>> START

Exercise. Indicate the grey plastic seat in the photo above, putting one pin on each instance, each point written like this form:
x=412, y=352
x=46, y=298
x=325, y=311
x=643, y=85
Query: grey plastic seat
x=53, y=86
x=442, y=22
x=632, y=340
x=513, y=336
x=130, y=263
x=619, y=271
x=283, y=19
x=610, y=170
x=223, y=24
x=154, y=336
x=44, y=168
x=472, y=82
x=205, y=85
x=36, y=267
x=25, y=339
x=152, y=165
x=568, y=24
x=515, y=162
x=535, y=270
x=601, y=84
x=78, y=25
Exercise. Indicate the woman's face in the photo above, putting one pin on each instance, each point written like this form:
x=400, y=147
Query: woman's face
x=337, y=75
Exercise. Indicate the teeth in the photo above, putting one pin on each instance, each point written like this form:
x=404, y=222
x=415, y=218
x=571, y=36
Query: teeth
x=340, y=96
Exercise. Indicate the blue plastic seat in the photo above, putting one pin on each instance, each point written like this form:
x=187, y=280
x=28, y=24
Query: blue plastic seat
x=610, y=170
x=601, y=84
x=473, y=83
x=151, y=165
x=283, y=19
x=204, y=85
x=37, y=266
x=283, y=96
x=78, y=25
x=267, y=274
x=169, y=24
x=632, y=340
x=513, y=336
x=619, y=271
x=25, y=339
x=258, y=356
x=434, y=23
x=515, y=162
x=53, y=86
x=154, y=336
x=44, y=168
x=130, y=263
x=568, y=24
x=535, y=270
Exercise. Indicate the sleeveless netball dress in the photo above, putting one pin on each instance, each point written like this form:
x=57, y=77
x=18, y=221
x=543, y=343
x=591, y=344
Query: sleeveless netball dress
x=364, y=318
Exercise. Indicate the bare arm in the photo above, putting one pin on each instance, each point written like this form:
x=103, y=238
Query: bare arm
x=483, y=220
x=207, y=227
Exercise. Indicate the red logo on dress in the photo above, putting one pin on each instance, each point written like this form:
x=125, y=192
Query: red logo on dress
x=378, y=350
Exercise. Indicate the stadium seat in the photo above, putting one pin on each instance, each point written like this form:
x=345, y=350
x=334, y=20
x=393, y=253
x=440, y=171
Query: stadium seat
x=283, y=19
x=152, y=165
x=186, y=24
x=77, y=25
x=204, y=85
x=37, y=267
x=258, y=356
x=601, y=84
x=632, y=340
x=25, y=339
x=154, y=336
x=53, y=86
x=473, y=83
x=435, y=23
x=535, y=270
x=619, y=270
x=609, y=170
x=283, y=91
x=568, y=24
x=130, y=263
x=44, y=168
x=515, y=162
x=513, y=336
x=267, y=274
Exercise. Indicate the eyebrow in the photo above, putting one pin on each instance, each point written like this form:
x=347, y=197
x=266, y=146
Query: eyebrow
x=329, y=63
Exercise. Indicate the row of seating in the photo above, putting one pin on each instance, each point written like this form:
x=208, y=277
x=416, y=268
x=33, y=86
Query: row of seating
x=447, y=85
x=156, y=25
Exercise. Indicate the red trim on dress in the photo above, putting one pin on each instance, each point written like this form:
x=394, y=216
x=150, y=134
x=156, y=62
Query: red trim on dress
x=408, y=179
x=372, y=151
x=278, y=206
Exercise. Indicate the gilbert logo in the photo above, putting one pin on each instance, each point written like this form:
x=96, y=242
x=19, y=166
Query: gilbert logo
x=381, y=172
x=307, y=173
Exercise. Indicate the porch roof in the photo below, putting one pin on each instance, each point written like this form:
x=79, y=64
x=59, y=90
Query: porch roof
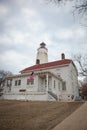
x=36, y=73
x=47, y=65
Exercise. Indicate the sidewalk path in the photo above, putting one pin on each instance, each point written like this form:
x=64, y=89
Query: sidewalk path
x=76, y=121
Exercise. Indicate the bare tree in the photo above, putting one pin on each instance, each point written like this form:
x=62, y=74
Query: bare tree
x=84, y=89
x=80, y=6
x=82, y=62
x=3, y=75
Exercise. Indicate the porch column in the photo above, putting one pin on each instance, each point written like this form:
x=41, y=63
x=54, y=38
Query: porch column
x=47, y=81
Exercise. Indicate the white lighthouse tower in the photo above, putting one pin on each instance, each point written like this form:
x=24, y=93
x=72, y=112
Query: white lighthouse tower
x=42, y=56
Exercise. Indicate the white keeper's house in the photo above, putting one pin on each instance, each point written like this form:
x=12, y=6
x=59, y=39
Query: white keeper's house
x=56, y=80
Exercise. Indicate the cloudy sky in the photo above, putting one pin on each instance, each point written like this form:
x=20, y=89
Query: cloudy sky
x=24, y=24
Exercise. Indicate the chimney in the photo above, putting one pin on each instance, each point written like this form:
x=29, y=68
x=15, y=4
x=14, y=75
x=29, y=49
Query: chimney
x=37, y=61
x=62, y=56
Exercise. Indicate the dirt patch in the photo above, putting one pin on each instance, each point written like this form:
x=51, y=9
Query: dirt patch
x=28, y=115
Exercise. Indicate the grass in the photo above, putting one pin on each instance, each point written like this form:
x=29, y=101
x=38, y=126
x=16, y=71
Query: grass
x=33, y=115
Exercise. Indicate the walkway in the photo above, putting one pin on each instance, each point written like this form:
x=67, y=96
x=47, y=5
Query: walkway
x=76, y=121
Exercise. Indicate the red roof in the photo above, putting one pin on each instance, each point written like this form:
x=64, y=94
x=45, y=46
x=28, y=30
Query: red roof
x=47, y=65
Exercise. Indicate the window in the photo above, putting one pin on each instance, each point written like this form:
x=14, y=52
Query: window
x=54, y=84
x=64, y=86
x=58, y=85
x=19, y=82
x=30, y=82
x=15, y=82
x=27, y=81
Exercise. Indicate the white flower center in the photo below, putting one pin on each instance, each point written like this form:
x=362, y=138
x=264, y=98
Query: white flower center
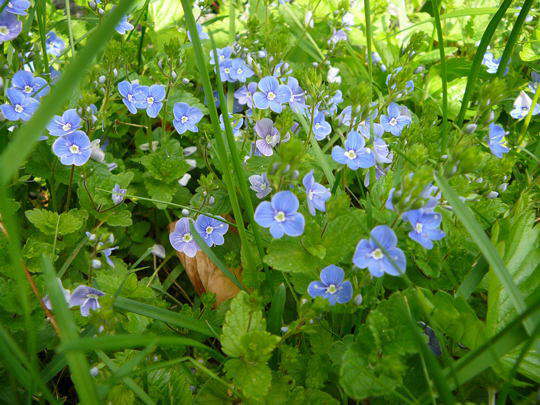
x=280, y=216
x=377, y=254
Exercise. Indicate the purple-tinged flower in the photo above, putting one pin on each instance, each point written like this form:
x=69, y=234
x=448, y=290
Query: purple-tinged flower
x=321, y=128
x=425, y=226
x=280, y=215
x=211, y=230
x=297, y=102
x=355, y=154
x=54, y=44
x=522, y=106
x=332, y=287
x=129, y=92
x=269, y=136
x=87, y=298
x=24, y=81
x=18, y=7
x=10, y=27
x=186, y=118
x=20, y=106
x=181, y=238
x=395, y=121
x=271, y=94
x=118, y=194
x=316, y=193
x=150, y=98
x=66, y=124
x=73, y=149
x=260, y=184
x=124, y=25
x=380, y=254
x=497, y=140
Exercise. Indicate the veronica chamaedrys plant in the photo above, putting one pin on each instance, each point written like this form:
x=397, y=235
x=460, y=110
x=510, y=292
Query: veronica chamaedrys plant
x=355, y=155
x=380, y=254
x=211, y=230
x=271, y=94
x=269, y=136
x=65, y=124
x=281, y=215
x=181, y=238
x=316, y=194
x=332, y=286
x=73, y=149
x=186, y=118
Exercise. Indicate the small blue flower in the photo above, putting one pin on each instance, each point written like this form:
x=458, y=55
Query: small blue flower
x=332, y=287
x=372, y=253
x=87, y=298
x=321, y=128
x=425, y=226
x=124, y=25
x=54, y=44
x=10, y=27
x=150, y=98
x=186, y=118
x=66, y=124
x=21, y=107
x=181, y=238
x=211, y=230
x=394, y=122
x=73, y=149
x=118, y=194
x=260, y=184
x=35, y=87
x=129, y=92
x=316, y=193
x=271, y=94
x=497, y=141
x=354, y=155
x=280, y=215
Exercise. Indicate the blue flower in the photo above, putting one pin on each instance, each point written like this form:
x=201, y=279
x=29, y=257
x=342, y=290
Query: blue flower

>> END

- _PROBLEM DESCRIPTION_
Can you write out every one of the lines above word for word, with nothing altered? Leave the pictures out of your copy.

- _SOLUTION TO THIS PROBLEM_
Exercise. Indicate the grey plastic seat in the photo above, putting one pin on each instance, each point written like this form:
x=412, y=352
x=46, y=298
x=325, y=311
x=643, y=85
Query: grey plastic seat
x=53, y=86
x=442, y=22
x=632, y=340
x=513, y=336
x=130, y=263
x=619, y=271
x=283, y=19
x=610, y=170
x=223, y=24
x=154, y=336
x=44, y=168
x=472, y=82
x=205, y=85
x=36, y=267
x=25, y=339
x=152, y=165
x=568, y=24
x=515, y=162
x=535, y=270
x=601, y=84
x=78, y=25
Exercise. Indicate the woman's face in the photo above, putting one pin on each instance, each point written like this form:
x=400, y=147
Query: woman's face
x=337, y=75
Exercise. Indicate the teeth in the photo above, putting one pin on each instance, each point written like this form:
x=404, y=222
x=415, y=218
x=571, y=36
Query: teeth
x=340, y=96
Exercise. Indicate the blue plastic seat in the photo above, putting one pin on each instance, each point written like this form:
x=187, y=280
x=28, y=24
Query: blue plastic seat
x=610, y=170
x=601, y=84
x=473, y=83
x=151, y=165
x=283, y=19
x=204, y=85
x=37, y=266
x=283, y=96
x=78, y=25
x=267, y=274
x=169, y=24
x=632, y=340
x=513, y=336
x=619, y=271
x=25, y=339
x=258, y=356
x=434, y=23
x=515, y=162
x=53, y=86
x=154, y=336
x=44, y=168
x=130, y=263
x=568, y=24
x=535, y=270
Exercise. Indicate the sleeveless netball dress in the photo above, putting one pin on each instance, each point written like this form:
x=57, y=77
x=18, y=221
x=543, y=343
x=591, y=344
Query: sleeveless netball dress
x=364, y=318
Exercise. Indicate the bare arm in the photo above, putting one pin on each instance, each point written like this form:
x=103, y=238
Query: bare arm
x=483, y=220
x=207, y=227
Exercise. Indicate the red logo on dress in the photo above, putting one pin on each instance, each point written like this form:
x=125, y=192
Query: red logo on dress
x=378, y=350
Exercise. Indicate the stadium seat in the photo above, putting one pin on each instance, each point written like this form:
x=345, y=350
x=334, y=20
x=393, y=253
x=440, y=171
Query: stadium seat
x=283, y=19
x=152, y=165
x=186, y=24
x=77, y=25
x=204, y=85
x=37, y=267
x=258, y=356
x=601, y=84
x=632, y=340
x=25, y=339
x=154, y=336
x=53, y=86
x=473, y=83
x=435, y=23
x=535, y=270
x=619, y=270
x=609, y=170
x=283, y=91
x=568, y=24
x=130, y=263
x=44, y=168
x=515, y=162
x=513, y=336
x=267, y=274
Exercise. Indicate the eyebrow in the photo above, putting one pin on each instance, each point written like this form:
x=347, y=197
x=266, y=146
Query: eyebrow
x=329, y=63
Exercise. Indicate the row of seating in the photo above, putting one pin on each instance, each point written like this form:
x=208, y=277
x=416, y=268
x=33, y=86
Query: row of seating
x=447, y=85
x=156, y=25
Exercise. Indicate the red trim on dress in the photo above, putting one pin on each instance, each point written like this form:
x=394, y=216
x=150, y=134
x=156, y=62
Query: red trim on dress
x=408, y=179
x=372, y=151
x=278, y=206
Exercise. Indicate the gilbert logo in the photo above, putting one pin on each instance, each point written like this form:
x=96, y=242
x=19, y=166
Query: gilbert logo
x=381, y=172
x=307, y=173
Exercise. Indicate the porch roof in the photo below, putting one pin on each instance, each point written like this form:
x=79, y=64
x=59, y=90
Query: porch roof
x=36, y=73
x=47, y=65
Exercise. Indicate the sidewalk path in the photo above, putting one pin on each instance, each point written like this form:
x=64, y=89
Query: sidewalk path
x=76, y=121
Exercise. Indicate the bare tree in the photo above, putting one pin on each instance, each point written like this form:
x=62, y=74
Query: bare tree
x=84, y=89
x=80, y=6
x=82, y=62
x=3, y=75
Exercise. Indicate the porch column in the photo above, putting one pin on each instance, each point written like this form:
x=41, y=63
x=54, y=38
Query: porch column
x=47, y=81
Exercise. Indicate the white lighthouse tower in the photo above, putting one pin on each instance, each point written like this form:
x=24, y=93
x=72, y=112
Query: white lighthouse tower
x=42, y=56
Exercise. Indicate the white keeper's house in the photo above, putting one pin on each instance, each point written like this form:
x=12, y=6
x=59, y=39
Query: white keeper's house
x=56, y=80
Exercise. Indicate the cloudy sky in the photo above, putting one pin on each instance, each point written like this form:
x=20, y=89
Query: cloudy sky
x=24, y=24
Exercise. Indicate the chimney in the photo above, putting one pin on each instance, each point written like this form:
x=29, y=68
x=15, y=4
x=14, y=75
x=29, y=49
Query: chimney
x=37, y=61
x=62, y=56
Exercise. Indicate the dirt patch in the photo above, putting one pin on each instance, each point written like this form:
x=51, y=9
Query: dirt patch
x=28, y=115
Exercise. Indicate the grass in the photo above, putting one pin on each instance, each point written like this form:
x=29, y=101
x=38, y=126
x=16, y=71
Query: grass
x=33, y=115
Exercise. Indicate the walkway in the photo above, putting one pin on each instance, each point written like this form:
x=67, y=96
x=47, y=5
Query: walkway
x=76, y=121
Exercise. Indicate the red roof in the photo above, putting one pin on each instance, each point written like this form:
x=64, y=94
x=45, y=46
x=28, y=30
Query: red roof
x=47, y=65
Exercise. Indicate the window in the photo above, putting one pin on each instance, each point written like this form:
x=14, y=52
Query: window
x=54, y=84
x=64, y=86
x=58, y=85
x=19, y=82
x=30, y=82
x=15, y=82
x=27, y=81
Exercise. Indicate the white flower center in the photo below, putting one pin on each instance, each point written like this form:
x=362, y=138
x=264, y=98
Query: white flower center
x=280, y=216
x=377, y=254
Exercise. Indicate the purple-tinged flower in the photo above, putting one pin on each instance, each point written like this form:
x=69, y=234
x=448, y=290
Query: purple-tinged flower
x=321, y=128
x=425, y=226
x=280, y=215
x=211, y=230
x=297, y=102
x=355, y=154
x=54, y=44
x=522, y=106
x=332, y=287
x=129, y=92
x=269, y=136
x=87, y=298
x=24, y=81
x=18, y=7
x=10, y=27
x=186, y=118
x=20, y=106
x=181, y=238
x=395, y=121
x=271, y=94
x=118, y=194
x=316, y=193
x=150, y=98
x=66, y=124
x=73, y=149
x=260, y=184
x=124, y=25
x=380, y=254
x=497, y=140
Exercise. Indicate the veronica chamaedrys plant in the photo above, putting one pin on each instance, each point written like this form:
x=397, y=235
x=460, y=110
x=510, y=292
Query: veronica chamaedrys plant
x=355, y=155
x=380, y=254
x=211, y=230
x=271, y=94
x=269, y=136
x=65, y=124
x=281, y=215
x=181, y=238
x=316, y=194
x=332, y=286
x=73, y=149
x=186, y=118
Exercise. Indicate the small blue flower in the photo above, putting one pin on each instance, each point written like this form:
x=458, y=55
Query: small blue flower
x=332, y=287
x=372, y=253
x=87, y=298
x=321, y=128
x=425, y=226
x=124, y=25
x=54, y=44
x=10, y=27
x=150, y=98
x=186, y=118
x=66, y=124
x=21, y=107
x=181, y=238
x=211, y=230
x=394, y=122
x=73, y=149
x=118, y=194
x=260, y=184
x=35, y=87
x=129, y=92
x=316, y=193
x=271, y=94
x=497, y=141
x=354, y=155
x=280, y=215
Exercise. Indicate the blue flower in the photo above, putting one pin on each instance, each point written like this form:
x=201, y=279
x=29, y=257
x=342, y=290
Query: blue flower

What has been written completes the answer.